◆ **RECORDS**:
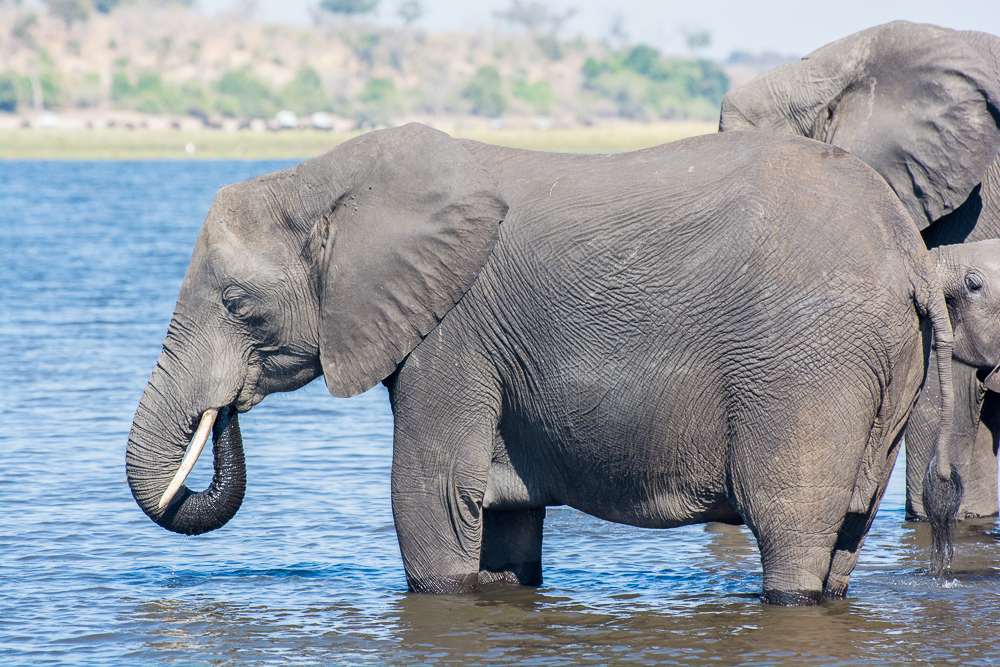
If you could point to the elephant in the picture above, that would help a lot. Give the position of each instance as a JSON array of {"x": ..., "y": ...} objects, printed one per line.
[
  {"x": 678, "y": 335},
  {"x": 969, "y": 273},
  {"x": 920, "y": 104}
]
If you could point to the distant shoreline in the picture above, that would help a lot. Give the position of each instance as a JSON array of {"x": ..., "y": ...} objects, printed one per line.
[{"x": 246, "y": 144}]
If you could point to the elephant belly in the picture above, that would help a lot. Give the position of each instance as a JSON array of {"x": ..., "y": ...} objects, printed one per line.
[{"x": 656, "y": 464}]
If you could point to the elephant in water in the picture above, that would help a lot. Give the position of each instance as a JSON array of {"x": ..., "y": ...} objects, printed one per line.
[
  {"x": 725, "y": 328},
  {"x": 920, "y": 104}
]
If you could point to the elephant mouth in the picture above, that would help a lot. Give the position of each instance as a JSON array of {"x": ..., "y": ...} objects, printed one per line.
[{"x": 992, "y": 380}]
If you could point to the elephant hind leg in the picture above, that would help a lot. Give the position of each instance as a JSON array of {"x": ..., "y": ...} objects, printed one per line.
[
  {"x": 792, "y": 476},
  {"x": 512, "y": 547},
  {"x": 855, "y": 528}
]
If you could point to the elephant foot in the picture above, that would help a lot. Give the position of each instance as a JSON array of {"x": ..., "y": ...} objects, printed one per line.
[
  {"x": 443, "y": 584},
  {"x": 792, "y": 598},
  {"x": 835, "y": 593},
  {"x": 519, "y": 574}
]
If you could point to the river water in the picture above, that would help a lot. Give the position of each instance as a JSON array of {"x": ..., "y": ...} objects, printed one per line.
[{"x": 308, "y": 572}]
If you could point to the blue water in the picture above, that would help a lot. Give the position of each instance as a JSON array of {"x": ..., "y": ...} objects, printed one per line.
[{"x": 308, "y": 572}]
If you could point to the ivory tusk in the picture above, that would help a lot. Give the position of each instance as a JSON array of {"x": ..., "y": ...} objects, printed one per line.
[{"x": 191, "y": 457}]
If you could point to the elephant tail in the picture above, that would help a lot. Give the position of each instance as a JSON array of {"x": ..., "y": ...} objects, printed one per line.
[{"x": 942, "y": 488}]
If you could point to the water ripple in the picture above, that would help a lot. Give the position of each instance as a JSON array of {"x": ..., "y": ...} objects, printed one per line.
[{"x": 308, "y": 572}]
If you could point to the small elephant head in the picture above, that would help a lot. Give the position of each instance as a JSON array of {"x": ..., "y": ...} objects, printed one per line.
[
  {"x": 918, "y": 103},
  {"x": 970, "y": 277},
  {"x": 339, "y": 266}
]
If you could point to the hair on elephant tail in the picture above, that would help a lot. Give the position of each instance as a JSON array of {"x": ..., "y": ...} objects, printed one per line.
[
  {"x": 941, "y": 498},
  {"x": 942, "y": 488}
]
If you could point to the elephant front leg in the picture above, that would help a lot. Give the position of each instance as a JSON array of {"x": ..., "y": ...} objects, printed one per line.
[
  {"x": 973, "y": 441},
  {"x": 512, "y": 547},
  {"x": 980, "y": 473},
  {"x": 439, "y": 466}
]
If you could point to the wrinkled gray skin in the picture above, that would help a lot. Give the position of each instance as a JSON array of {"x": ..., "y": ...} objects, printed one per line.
[
  {"x": 920, "y": 104},
  {"x": 726, "y": 328},
  {"x": 970, "y": 277}
]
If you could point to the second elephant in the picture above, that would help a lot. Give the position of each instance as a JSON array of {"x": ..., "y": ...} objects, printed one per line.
[{"x": 920, "y": 104}]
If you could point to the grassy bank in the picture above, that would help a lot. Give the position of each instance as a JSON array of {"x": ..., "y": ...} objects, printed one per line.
[{"x": 246, "y": 144}]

◆ **WORK INSTRUCTIONS**: Without the pictures, repeat every line of the material above exactly.

◆ **EXERCISE OUTPUT**:
If you could point to the elephant in the picture above, that would help a lot. Give the position of each instance as a JSON array of {"x": ..., "y": ...} objects, printed one per line.
[
  {"x": 678, "y": 335},
  {"x": 969, "y": 273},
  {"x": 920, "y": 104}
]
If you could point to the distant shoreline in the picture above, that would help a lot. Give the position of each instance as a JSON array of {"x": ..., "y": ...} objects, printed one per line.
[{"x": 246, "y": 144}]
If you could point to the elephant belly in the picture above, that would help a lot. Give the position of each instance as a JSON array of {"x": ..., "y": ...} objects, printed one per line.
[{"x": 656, "y": 464}]
If you could point to the elephant in water in the picture above, that would help a lot. Give the position of each instance as a JSON array of {"x": ..., "y": ...} objects, printed one per line.
[
  {"x": 725, "y": 328},
  {"x": 920, "y": 104}
]
If you could point to the elephant mouth in the picture above, that would help a lot. Give the position of each instance as a JSON array of {"x": ..., "y": ...} objects, printed one per line.
[{"x": 992, "y": 380}]
If you could point to the elephant hind leg in the picture above, that would help a lot. Give the position of each instance as a JSON array of {"x": ..., "y": ...} objects, printed one per line.
[
  {"x": 792, "y": 476},
  {"x": 512, "y": 547},
  {"x": 855, "y": 528}
]
If you could point to the elephant foot in the picture above, that would help a lot. Give the position of each instance as a JSON array of {"x": ..., "y": ...} objects, printed one per line.
[
  {"x": 443, "y": 584},
  {"x": 792, "y": 598},
  {"x": 835, "y": 593},
  {"x": 519, "y": 574}
]
If you could point to the river water in the picture above, that would help a lot. Give the position of each instance as a JSON array of {"x": ..., "y": ...} objects, printed one per line.
[{"x": 308, "y": 572}]
If you could point to the blue water in the picture above, that would help a lot. Give the position of each instance as a JSON array of {"x": ..., "y": ...} objects, printed one per line.
[{"x": 308, "y": 572}]
If you could point to the ivory tusk in the picture above, that would help a lot. Give the position of each instance as a JSON array of {"x": ..., "y": ...} objects, printed one per line.
[{"x": 191, "y": 457}]
If you could point to the elephant tail in the picture above, that would help a lot. Give the position of each instance as a JSON array of {"x": ..., "y": ...} objects, printed one per line.
[{"x": 942, "y": 488}]
If you could point to the water ripple in the picture above, that would help a lot. Give the position of each instance as a JSON array of {"x": ..., "y": ...} objects, printed one per line.
[{"x": 308, "y": 572}]
If you could point to the small elephant head in the picture above, that would help a lot. Give the position of each instance as a JSON array of {"x": ..., "y": ...} objects, printed one per line.
[
  {"x": 918, "y": 103},
  {"x": 970, "y": 277},
  {"x": 339, "y": 266}
]
If you could point to the hair on elephant tail in the picture above, that would help a lot. Give the position of each instance as a JSON array of {"x": ..., "y": ...} objects, printed one per line.
[
  {"x": 941, "y": 498},
  {"x": 942, "y": 488}
]
If you could point to the elephant front leg in the picture above, that would help a lot. Give the position of each instance as a JSON array of {"x": ..., "y": ...} objects, printed one per line.
[
  {"x": 973, "y": 441},
  {"x": 512, "y": 547},
  {"x": 980, "y": 473},
  {"x": 439, "y": 466}
]
If you could point to the wrinkled gray skin in the picture above, that would help a lot. Give the position of each instance as a JSON array of {"x": ..., "y": ...} objects, printed one per line.
[
  {"x": 920, "y": 104},
  {"x": 726, "y": 328},
  {"x": 970, "y": 277}
]
If you could point to the second elephant in the picture above, that would help a lot. Give the position of each instance as a JSON array of {"x": ..., "y": ...} objects, printed one per line.
[{"x": 920, "y": 104}]
If you could point to the grassy bank in the picture above, that would help a lot. Give the position of each instance as a JSON array of {"x": ..., "y": ...} objects, printed one per line.
[{"x": 246, "y": 144}]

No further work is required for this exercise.